● Job
Reproduce each of the entries below word for word, keeping every line in its original order.
______________________________
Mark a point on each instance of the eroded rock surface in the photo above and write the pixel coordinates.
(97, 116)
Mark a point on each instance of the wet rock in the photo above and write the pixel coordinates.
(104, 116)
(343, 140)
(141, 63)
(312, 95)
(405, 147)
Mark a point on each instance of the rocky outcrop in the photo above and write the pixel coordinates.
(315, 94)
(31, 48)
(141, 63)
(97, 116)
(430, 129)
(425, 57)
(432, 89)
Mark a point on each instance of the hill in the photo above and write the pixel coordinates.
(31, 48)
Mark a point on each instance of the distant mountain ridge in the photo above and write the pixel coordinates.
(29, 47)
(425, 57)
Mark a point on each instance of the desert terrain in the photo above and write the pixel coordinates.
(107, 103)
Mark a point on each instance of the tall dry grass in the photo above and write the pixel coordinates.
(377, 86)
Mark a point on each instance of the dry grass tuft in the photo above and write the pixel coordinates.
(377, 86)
______________________________
● Exercise response
Mark a point on each instance of the eroded rock surface in the photo above and write the pixel coordinates.
(97, 116)
Mark a point on each instance of the wet rock in the photo above and write the pixel coordinates.
(104, 116)
(343, 140)
(141, 63)
(312, 95)
(405, 147)
Mark a point on each instance of the rocky outcrop in the photo above and write the pixel coordinates.
(315, 94)
(31, 48)
(141, 63)
(97, 116)
(430, 129)
(425, 57)
(432, 89)
Mark a point on each instance of the hill in the photo above and write the pixel coordinates.
(31, 48)
Mark a point on each instance of the distant mountain ridge in the photo above and write the pixel coordinates.
(29, 47)
(425, 57)
Mark a point on each instance of the desert terrain in the photo above and write the pixel coordinates.
(107, 103)
Mark a point on each instance of the tall dry grass in the photo above and write the pixel coordinates.
(377, 86)
Mark a point on each instance of the dry grass tuft in the photo above and write the pixel coordinates.
(377, 86)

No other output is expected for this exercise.